(Task description):
Which lines in the records below contain the word "person"? Return each of them.

(Supplied data):
=== Section Start ===
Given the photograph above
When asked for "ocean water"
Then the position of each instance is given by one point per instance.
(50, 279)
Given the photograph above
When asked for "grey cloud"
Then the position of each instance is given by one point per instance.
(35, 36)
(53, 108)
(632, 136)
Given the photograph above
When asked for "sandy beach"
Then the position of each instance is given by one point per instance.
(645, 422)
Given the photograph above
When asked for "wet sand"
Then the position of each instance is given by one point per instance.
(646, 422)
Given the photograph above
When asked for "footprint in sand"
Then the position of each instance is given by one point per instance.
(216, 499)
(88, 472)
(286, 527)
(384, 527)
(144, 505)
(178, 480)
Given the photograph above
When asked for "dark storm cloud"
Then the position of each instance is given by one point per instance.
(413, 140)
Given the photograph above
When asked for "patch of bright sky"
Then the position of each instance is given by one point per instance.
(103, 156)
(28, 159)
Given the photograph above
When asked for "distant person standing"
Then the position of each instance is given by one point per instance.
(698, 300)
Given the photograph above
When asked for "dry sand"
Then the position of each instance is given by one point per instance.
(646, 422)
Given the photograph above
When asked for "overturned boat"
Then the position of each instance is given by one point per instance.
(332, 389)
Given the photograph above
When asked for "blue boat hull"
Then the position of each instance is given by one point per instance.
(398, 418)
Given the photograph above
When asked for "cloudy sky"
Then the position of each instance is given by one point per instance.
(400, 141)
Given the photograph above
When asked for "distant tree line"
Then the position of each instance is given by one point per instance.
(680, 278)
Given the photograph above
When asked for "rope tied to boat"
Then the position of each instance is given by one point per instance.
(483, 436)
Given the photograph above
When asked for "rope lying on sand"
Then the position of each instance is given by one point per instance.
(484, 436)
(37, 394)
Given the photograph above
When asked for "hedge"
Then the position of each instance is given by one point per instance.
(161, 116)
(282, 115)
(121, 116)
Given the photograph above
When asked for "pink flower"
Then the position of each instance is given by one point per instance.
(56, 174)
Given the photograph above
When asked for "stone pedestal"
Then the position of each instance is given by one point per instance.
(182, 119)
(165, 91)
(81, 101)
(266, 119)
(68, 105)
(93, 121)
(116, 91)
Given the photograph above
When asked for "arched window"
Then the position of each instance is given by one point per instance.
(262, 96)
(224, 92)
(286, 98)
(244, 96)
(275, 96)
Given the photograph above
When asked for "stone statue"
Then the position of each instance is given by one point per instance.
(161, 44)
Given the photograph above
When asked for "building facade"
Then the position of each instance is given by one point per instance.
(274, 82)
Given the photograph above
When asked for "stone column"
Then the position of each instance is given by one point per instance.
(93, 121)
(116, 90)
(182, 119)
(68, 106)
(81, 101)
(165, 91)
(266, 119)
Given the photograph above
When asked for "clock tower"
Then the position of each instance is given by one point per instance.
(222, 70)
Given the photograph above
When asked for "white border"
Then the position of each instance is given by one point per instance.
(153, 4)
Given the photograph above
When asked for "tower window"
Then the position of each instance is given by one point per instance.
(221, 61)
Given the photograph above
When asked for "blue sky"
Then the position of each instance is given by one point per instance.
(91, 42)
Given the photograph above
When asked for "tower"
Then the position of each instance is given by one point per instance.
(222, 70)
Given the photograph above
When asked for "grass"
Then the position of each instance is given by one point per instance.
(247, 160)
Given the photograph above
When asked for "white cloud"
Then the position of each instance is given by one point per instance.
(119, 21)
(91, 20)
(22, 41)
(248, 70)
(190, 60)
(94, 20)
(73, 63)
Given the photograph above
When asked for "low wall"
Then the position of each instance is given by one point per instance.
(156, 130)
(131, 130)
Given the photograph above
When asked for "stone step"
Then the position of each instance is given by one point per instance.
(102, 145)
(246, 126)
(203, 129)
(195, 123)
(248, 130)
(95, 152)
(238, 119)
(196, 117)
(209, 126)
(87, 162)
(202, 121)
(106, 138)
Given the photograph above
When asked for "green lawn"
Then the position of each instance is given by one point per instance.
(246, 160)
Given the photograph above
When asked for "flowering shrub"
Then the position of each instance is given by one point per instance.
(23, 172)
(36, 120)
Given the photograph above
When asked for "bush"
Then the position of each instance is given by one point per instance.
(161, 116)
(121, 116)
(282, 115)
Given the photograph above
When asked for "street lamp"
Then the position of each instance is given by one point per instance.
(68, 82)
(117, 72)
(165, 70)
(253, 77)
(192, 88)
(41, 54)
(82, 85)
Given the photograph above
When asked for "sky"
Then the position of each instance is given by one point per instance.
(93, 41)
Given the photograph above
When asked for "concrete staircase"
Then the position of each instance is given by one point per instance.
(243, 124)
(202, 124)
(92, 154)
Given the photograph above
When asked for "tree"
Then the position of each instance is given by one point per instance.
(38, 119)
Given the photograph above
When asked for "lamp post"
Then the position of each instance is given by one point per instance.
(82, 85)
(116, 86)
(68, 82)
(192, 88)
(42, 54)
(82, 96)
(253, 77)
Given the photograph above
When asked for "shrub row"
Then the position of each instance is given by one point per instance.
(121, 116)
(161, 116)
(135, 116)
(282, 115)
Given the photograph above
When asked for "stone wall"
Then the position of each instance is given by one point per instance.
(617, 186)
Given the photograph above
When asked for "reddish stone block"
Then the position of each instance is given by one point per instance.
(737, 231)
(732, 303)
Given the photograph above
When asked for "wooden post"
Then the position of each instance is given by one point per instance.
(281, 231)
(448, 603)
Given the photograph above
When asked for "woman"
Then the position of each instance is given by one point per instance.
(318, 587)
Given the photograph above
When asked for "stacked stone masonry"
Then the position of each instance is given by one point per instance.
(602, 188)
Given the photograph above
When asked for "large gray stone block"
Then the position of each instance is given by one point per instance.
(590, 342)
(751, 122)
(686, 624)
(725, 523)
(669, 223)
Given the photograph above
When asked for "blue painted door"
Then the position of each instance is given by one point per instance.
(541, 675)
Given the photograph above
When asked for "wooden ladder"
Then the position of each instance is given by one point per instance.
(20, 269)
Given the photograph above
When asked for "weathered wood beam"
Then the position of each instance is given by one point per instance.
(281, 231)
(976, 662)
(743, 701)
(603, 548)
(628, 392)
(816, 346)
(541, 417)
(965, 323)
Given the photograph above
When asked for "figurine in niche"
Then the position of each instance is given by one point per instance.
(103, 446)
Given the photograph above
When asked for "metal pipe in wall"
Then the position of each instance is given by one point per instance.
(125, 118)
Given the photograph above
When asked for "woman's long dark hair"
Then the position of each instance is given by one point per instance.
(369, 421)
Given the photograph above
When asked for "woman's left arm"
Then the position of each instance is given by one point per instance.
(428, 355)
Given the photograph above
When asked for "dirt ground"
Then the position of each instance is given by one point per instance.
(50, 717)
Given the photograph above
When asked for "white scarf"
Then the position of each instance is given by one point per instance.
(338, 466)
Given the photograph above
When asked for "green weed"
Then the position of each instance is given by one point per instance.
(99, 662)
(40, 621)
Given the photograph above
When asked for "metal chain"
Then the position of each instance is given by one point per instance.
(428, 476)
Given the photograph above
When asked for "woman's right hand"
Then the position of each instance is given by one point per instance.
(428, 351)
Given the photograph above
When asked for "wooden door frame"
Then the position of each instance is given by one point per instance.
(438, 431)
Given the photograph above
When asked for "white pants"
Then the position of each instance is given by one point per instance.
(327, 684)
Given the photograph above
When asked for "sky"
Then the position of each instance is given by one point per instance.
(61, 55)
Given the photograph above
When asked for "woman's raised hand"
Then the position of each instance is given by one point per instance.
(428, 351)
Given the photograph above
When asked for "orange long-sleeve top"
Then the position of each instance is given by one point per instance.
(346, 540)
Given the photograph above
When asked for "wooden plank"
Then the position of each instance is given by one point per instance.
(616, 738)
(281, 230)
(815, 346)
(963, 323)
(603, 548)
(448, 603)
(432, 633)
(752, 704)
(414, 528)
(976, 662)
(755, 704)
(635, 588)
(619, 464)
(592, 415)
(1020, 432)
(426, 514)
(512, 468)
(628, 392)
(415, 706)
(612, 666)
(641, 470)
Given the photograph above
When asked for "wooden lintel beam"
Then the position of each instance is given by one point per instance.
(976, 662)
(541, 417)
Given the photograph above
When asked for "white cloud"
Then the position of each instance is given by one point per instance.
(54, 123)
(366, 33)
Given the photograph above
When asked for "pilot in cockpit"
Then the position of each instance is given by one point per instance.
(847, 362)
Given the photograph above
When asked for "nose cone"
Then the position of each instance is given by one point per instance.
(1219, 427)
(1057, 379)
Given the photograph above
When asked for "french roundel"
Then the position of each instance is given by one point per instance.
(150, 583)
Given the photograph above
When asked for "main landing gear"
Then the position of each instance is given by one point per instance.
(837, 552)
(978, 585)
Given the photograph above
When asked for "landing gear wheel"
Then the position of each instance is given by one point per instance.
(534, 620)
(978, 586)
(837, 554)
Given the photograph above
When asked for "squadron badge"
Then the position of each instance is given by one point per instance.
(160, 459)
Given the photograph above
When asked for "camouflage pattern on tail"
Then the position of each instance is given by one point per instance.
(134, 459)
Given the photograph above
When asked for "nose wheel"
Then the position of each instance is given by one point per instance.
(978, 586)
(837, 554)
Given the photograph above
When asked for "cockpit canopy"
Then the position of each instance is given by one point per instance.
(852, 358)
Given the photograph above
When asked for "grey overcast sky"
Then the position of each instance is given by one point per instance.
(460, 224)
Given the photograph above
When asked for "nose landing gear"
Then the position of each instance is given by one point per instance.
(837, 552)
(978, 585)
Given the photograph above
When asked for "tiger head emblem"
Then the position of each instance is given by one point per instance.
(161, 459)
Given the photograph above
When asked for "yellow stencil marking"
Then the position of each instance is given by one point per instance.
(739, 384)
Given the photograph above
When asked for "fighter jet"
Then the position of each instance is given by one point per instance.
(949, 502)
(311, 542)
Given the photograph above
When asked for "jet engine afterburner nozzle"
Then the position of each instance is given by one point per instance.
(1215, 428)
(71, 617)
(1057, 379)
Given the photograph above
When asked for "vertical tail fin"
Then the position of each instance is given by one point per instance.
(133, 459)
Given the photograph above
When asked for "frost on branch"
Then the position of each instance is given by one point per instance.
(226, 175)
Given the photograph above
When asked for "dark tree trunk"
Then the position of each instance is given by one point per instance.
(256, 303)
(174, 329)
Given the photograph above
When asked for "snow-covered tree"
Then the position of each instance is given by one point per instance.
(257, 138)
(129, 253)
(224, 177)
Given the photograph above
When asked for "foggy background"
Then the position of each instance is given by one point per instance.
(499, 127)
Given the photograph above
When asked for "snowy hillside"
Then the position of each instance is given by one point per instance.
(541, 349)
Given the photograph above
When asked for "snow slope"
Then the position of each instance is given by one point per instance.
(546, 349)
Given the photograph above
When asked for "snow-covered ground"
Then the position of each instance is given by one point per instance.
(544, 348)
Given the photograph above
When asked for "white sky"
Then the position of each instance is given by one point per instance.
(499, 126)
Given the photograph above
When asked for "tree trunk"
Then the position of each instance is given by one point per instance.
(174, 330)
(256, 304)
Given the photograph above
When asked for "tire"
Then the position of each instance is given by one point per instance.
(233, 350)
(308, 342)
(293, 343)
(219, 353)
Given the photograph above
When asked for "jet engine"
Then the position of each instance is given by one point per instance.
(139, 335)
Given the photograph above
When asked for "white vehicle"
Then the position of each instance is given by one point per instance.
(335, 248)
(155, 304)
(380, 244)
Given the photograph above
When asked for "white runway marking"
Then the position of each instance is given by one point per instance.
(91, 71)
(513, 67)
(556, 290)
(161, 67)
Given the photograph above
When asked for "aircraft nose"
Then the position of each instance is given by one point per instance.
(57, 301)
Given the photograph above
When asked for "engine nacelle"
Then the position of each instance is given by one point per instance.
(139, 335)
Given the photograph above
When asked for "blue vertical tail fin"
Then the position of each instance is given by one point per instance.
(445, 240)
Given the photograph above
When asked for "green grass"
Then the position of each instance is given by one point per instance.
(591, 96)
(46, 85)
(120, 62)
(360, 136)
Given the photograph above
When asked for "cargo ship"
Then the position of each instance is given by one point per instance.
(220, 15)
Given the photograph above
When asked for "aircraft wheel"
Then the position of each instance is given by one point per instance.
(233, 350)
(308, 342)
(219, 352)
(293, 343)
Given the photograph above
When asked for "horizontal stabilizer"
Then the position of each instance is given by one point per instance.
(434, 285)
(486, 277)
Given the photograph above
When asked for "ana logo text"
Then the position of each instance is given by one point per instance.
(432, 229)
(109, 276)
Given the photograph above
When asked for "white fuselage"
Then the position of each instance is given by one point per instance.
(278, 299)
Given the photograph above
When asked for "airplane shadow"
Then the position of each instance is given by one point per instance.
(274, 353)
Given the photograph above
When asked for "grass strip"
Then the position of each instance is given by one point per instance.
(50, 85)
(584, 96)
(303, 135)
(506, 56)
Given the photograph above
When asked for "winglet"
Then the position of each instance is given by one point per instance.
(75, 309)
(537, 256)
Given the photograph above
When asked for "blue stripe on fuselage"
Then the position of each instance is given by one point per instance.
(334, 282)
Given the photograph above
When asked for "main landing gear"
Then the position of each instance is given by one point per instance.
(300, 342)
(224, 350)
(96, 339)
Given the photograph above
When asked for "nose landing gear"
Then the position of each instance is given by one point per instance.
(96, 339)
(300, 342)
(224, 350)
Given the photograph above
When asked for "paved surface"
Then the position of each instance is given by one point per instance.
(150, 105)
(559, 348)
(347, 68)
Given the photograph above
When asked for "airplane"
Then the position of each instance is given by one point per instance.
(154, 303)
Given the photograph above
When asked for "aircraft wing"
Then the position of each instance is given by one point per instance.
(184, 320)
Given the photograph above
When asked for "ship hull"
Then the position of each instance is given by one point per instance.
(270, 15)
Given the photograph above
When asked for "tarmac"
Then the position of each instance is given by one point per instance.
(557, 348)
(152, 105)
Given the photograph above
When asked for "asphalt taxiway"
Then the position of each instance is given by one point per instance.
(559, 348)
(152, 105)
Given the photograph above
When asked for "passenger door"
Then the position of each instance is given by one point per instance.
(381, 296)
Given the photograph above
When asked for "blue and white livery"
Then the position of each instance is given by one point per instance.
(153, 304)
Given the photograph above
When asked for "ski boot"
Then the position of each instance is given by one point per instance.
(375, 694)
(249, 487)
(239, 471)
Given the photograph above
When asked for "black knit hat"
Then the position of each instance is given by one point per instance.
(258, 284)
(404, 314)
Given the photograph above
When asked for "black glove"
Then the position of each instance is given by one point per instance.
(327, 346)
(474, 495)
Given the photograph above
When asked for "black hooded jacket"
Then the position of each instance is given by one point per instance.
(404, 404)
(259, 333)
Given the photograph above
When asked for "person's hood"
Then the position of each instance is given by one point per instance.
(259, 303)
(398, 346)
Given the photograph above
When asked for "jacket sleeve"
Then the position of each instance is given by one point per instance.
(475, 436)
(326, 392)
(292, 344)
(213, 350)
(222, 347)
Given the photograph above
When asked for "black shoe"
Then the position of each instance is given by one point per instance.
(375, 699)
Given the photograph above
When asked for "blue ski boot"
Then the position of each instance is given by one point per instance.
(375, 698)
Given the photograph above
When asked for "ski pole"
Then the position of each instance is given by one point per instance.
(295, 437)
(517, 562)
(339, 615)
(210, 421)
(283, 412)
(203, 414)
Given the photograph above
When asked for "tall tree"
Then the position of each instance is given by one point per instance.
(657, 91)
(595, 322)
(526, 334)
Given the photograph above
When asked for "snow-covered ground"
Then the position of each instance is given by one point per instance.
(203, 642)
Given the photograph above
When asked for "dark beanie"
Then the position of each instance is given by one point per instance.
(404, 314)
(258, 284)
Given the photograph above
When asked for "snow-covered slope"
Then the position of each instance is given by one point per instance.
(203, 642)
=== Section End ===
(Written response):
When asked for "distant person standing"
When asked for "person's hood"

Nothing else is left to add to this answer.